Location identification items
- - -

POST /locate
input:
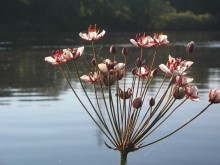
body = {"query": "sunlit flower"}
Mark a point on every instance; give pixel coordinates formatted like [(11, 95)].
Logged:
[(183, 67), (192, 92), (160, 39), (91, 77), (214, 96), (110, 67), (183, 81), (56, 58), (73, 54), (143, 41), (93, 34)]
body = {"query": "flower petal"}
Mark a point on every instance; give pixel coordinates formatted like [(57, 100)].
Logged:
[(134, 42), (165, 69), (84, 36), (103, 68)]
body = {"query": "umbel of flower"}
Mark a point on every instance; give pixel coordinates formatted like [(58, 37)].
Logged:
[(93, 34), (59, 57), (128, 123)]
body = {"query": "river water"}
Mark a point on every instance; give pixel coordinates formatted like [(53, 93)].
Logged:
[(42, 123)]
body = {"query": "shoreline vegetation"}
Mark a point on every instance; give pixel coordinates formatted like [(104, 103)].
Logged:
[(115, 15)]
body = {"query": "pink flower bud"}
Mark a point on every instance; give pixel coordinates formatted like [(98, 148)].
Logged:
[(113, 50), (125, 51), (138, 63), (178, 93), (152, 102), (93, 62)]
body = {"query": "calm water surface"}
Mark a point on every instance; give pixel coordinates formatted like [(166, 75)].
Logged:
[(41, 122)]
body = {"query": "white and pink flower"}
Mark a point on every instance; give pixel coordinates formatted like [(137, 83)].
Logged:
[(214, 96), (192, 93), (93, 34), (143, 41), (160, 39)]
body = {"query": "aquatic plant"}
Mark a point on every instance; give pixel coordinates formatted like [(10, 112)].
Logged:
[(130, 115)]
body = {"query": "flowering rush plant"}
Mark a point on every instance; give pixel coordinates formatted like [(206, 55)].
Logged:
[(129, 115)]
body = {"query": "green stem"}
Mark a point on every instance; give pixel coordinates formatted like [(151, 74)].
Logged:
[(123, 158)]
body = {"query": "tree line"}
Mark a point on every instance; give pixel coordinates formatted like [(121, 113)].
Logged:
[(114, 15)]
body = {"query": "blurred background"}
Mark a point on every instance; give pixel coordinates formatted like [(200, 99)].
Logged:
[(42, 123), (115, 15)]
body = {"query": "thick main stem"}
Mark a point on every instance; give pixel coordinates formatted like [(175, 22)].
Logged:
[(123, 158)]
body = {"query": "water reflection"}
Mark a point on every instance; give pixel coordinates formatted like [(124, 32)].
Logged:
[(37, 110)]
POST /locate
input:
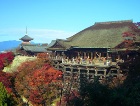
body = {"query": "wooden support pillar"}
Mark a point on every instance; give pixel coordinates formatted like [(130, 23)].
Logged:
[(87, 74), (105, 72), (91, 55)]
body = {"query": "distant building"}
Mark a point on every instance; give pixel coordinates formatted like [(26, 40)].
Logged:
[(26, 48)]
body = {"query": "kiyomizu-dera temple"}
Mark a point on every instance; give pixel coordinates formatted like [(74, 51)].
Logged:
[(100, 40), (97, 48)]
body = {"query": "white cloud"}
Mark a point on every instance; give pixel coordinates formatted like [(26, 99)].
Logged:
[(39, 35)]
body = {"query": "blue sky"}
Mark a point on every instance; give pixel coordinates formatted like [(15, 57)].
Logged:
[(48, 20)]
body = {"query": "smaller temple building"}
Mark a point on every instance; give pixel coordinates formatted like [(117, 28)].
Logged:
[(27, 48)]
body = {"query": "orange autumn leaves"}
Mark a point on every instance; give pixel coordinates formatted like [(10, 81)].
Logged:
[(37, 80)]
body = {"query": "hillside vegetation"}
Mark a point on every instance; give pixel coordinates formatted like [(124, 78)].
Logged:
[(16, 62)]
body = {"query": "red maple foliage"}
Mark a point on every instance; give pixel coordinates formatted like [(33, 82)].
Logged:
[(38, 81), (5, 79), (6, 59)]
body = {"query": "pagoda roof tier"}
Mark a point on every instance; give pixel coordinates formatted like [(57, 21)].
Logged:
[(26, 38)]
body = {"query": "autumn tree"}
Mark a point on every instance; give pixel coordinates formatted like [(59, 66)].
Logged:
[(5, 98), (38, 81)]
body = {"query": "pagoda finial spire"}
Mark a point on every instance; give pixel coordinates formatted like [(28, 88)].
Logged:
[(26, 30)]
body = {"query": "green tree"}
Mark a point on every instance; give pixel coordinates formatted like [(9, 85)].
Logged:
[(5, 98)]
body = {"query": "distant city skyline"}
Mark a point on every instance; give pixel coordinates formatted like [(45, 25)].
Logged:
[(48, 20)]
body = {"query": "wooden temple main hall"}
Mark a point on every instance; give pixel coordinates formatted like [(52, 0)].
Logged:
[(96, 51)]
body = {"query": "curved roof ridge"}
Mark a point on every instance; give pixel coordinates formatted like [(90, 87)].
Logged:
[(110, 22)]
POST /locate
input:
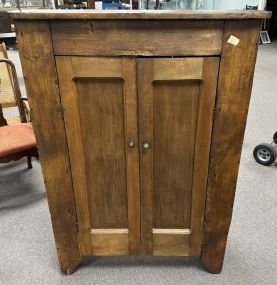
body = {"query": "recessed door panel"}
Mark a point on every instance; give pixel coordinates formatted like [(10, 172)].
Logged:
[(99, 99), (101, 109), (176, 100), (175, 105)]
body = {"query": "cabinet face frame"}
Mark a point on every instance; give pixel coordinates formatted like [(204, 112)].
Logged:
[(198, 72), (233, 95)]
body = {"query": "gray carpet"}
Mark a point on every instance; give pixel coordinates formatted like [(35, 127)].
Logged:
[(27, 251)]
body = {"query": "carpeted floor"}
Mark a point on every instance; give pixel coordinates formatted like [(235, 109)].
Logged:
[(27, 249)]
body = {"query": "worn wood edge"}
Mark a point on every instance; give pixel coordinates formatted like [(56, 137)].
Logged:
[(69, 256), (172, 231), (140, 14), (215, 230), (109, 231)]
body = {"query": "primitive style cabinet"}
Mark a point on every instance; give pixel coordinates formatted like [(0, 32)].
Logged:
[(132, 122), (139, 119)]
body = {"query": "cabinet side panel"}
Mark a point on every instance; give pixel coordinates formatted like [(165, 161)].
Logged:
[(233, 95), (36, 54)]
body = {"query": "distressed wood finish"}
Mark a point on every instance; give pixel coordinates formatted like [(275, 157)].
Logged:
[(233, 95), (175, 113), (42, 88), (100, 114), (139, 15), (122, 87), (97, 37)]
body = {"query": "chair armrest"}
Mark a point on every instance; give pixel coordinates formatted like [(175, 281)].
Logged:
[(27, 109)]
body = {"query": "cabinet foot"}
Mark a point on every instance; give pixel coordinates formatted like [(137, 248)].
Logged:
[(212, 266), (70, 267)]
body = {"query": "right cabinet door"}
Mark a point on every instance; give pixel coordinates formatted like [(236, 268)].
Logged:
[(176, 102)]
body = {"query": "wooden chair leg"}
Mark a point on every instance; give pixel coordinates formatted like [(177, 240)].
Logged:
[(29, 161)]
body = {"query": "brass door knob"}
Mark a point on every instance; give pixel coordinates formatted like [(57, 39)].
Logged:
[(146, 145), (131, 144)]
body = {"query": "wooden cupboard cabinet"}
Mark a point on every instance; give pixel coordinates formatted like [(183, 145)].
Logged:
[(139, 119)]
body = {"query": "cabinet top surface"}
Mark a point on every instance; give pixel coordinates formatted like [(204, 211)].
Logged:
[(139, 14)]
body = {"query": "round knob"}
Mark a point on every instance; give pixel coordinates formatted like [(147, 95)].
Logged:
[(146, 145), (131, 144)]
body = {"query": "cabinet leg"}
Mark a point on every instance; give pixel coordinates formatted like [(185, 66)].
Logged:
[(213, 265)]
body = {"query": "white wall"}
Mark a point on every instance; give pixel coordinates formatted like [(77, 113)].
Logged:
[(234, 4)]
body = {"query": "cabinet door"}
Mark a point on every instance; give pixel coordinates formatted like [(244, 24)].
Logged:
[(176, 101), (99, 97)]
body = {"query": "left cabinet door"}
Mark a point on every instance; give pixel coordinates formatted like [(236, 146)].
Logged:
[(99, 98)]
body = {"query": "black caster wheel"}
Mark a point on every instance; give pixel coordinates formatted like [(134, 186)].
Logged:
[(275, 137), (265, 154)]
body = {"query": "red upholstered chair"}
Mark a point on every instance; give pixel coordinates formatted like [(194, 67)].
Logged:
[(17, 139)]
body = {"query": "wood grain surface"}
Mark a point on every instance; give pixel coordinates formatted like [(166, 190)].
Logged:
[(175, 118), (36, 54), (113, 37), (150, 14), (233, 95), (99, 98)]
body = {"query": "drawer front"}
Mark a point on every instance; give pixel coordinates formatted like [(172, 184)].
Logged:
[(137, 38)]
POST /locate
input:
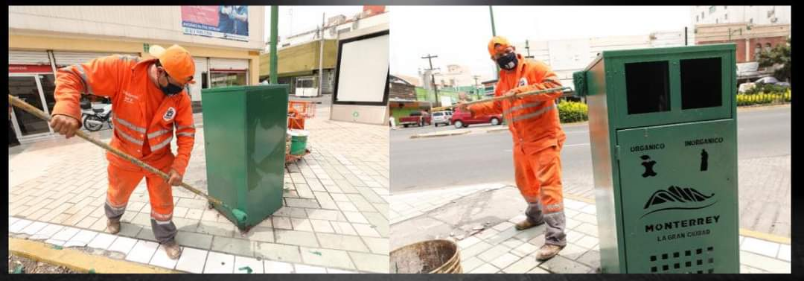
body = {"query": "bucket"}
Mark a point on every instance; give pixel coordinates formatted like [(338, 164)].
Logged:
[(433, 256), (298, 141)]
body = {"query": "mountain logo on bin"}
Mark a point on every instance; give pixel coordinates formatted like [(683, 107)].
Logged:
[(678, 198)]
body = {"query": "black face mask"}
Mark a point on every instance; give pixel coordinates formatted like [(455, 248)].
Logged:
[(170, 89), (507, 61)]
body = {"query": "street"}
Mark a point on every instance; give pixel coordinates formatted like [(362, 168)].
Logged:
[(764, 140)]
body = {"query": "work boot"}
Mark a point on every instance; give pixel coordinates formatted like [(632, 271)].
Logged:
[(172, 249), (525, 224), (548, 251), (113, 225)]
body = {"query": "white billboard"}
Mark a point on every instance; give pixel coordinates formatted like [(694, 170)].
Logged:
[(362, 74)]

- - -

Exercise directions:
Show every line from the rows above that contains the string "green", treating uppercase and lowercase as different.

Worked solution:
body = {"query": "green stem"}
body = {"query": "green tree"}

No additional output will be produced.